_需完成操作_:
1. 根据引用原文,词法分析和语法分析这两部分可以用哪两个工具完成?
2. 请列出引用原文的lexer.mll代码中用let定义的全部名称。
3. 请从引用原文中原样返回从“exception Lexing_error of”到“Ignore whitespace *)”的这一段。

_引用原文_:
===============
用OCaml编写一个SQL解释器

xeonds

2024-05-13 23:01:35

词法&语法分析

这两部分使用ocamllex和ocamlyacc就能完成。手写parser和lexer也可以,lexer没啥说的,parser写个递归下降的版本应付一下也够用。下面贴一下代码

说实话,抛开编译原理,只是写语法的话,还是很简单的。先写好token识别器,确定好语言由哪些单词组成,再写好结构化的语法定义,然后丢给lex/yacc/bison之类的东西让它照着编译原理给你codegen出来一个能用的lexer和parser就行。

首先是lexer.mll,这部分感觉基本跟ocaml的语法没啥区别:

{
open Parser

exception Lexing_error of string
}

let whitespace = [' ' '\t' '\n' '\r']+
let digit = ['0'-'9']
let alpha = ['a'-'z' 'A'-'Z']
let alphanum = alpha | digit

rule token = parse
  | whitespace { token lexbuf } (* Ignore whitespace *)
===============
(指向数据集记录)

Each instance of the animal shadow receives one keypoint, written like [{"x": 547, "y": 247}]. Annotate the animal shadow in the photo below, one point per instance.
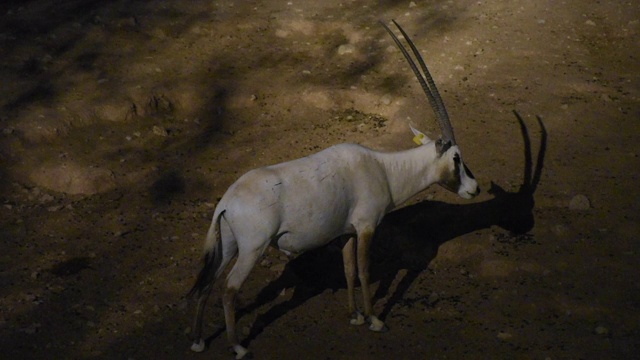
[{"x": 407, "y": 239}]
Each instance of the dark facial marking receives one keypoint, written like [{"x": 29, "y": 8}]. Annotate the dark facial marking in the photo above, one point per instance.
[{"x": 469, "y": 173}]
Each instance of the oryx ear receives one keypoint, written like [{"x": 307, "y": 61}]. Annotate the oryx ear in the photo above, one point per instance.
[{"x": 419, "y": 138}]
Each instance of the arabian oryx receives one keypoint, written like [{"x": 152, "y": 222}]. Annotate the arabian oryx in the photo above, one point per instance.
[{"x": 306, "y": 203}]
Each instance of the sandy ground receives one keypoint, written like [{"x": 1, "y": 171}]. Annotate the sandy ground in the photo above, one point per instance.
[{"x": 124, "y": 122}]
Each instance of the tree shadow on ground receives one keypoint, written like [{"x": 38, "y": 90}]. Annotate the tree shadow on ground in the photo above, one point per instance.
[{"x": 409, "y": 239}]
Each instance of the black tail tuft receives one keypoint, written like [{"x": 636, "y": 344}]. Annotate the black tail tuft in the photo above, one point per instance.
[{"x": 205, "y": 277}]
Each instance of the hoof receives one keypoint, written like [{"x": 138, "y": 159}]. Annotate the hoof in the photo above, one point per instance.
[
  {"x": 376, "y": 324},
  {"x": 198, "y": 345},
  {"x": 241, "y": 352},
  {"x": 356, "y": 318}
]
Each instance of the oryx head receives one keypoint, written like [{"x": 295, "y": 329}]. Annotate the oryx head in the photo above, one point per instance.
[{"x": 455, "y": 176}]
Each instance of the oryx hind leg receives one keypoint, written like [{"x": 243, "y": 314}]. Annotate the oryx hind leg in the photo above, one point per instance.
[
  {"x": 349, "y": 259},
  {"x": 365, "y": 238},
  {"x": 237, "y": 276}
]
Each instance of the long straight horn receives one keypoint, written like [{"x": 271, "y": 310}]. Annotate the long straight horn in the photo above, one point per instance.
[{"x": 428, "y": 85}]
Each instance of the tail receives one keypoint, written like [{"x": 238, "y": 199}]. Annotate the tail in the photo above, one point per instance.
[{"x": 212, "y": 260}]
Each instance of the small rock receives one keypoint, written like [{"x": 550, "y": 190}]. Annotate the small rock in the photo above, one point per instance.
[
  {"x": 160, "y": 131},
  {"x": 278, "y": 268},
  {"x": 601, "y": 330},
  {"x": 265, "y": 263},
  {"x": 32, "y": 329},
  {"x": 580, "y": 202},
  {"x": 433, "y": 298}
]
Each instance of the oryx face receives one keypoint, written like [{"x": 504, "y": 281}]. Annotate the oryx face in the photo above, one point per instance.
[{"x": 456, "y": 176}]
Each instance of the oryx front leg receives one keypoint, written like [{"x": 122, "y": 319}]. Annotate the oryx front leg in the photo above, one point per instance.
[
  {"x": 236, "y": 278},
  {"x": 198, "y": 343},
  {"x": 349, "y": 259},
  {"x": 364, "y": 243}
]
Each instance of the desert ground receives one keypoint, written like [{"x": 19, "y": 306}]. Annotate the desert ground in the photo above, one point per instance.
[{"x": 124, "y": 122}]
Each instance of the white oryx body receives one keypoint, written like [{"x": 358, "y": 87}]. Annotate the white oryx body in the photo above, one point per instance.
[{"x": 306, "y": 203}]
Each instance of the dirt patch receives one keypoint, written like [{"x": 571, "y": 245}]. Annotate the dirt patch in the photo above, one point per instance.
[{"x": 124, "y": 122}]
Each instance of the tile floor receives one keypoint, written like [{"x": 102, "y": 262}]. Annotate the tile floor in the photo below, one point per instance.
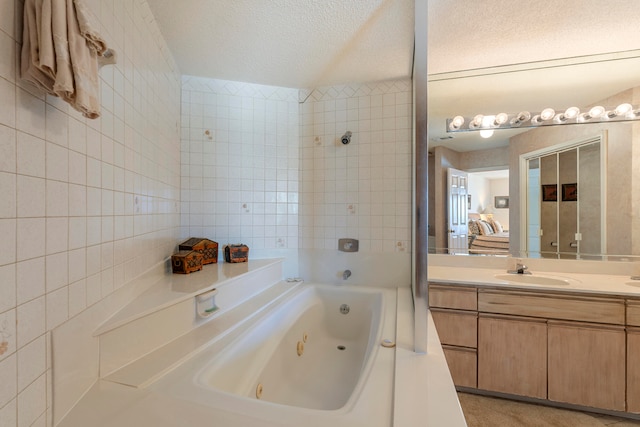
[{"x": 483, "y": 411}]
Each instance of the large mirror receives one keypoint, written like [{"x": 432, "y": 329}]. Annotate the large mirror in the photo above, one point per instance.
[{"x": 566, "y": 191}]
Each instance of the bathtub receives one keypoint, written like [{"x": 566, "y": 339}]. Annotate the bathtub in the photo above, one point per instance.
[{"x": 316, "y": 359}]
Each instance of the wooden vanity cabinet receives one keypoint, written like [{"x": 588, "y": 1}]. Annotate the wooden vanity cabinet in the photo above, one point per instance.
[
  {"x": 453, "y": 309},
  {"x": 512, "y": 355},
  {"x": 580, "y": 349},
  {"x": 633, "y": 356},
  {"x": 587, "y": 364}
]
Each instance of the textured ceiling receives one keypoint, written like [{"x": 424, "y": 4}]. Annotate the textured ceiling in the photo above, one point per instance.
[
  {"x": 525, "y": 56},
  {"x": 291, "y": 43},
  {"x": 504, "y": 46}
]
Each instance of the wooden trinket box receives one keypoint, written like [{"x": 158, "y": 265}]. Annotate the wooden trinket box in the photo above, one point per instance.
[
  {"x": 208, "y": 248},
  {"x": 185, "y": 262},
  {"x": 236, "y": 253}
]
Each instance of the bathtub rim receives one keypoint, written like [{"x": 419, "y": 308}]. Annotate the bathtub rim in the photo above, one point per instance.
[
  {"x": 179, "y": 385},
  {"x": 306, "y": 292}
]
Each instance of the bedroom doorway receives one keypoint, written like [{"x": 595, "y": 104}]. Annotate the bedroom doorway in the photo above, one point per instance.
[
  {"x": 457, "y": 207},
  {"x": 488, "y": 212}
]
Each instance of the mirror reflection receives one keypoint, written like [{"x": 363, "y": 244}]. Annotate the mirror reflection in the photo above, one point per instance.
[{"x": 555, "y": 191}]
===============
_答案如下_:
1. ocamllex和ocamlyacc。

2. whitespace、digit、alpha、alphanum

3.
exception Lexing_error of string
}

let whitespace = [' ' '\t' '\n' '\r']+
let digit = ['0'-'9']
let alpha = ['a'-'z' 'A'-'Z']
let alphanum = alpha | digit

rule token = parse
  | whitespace { token lexbuf } (* Ignore whitespace *)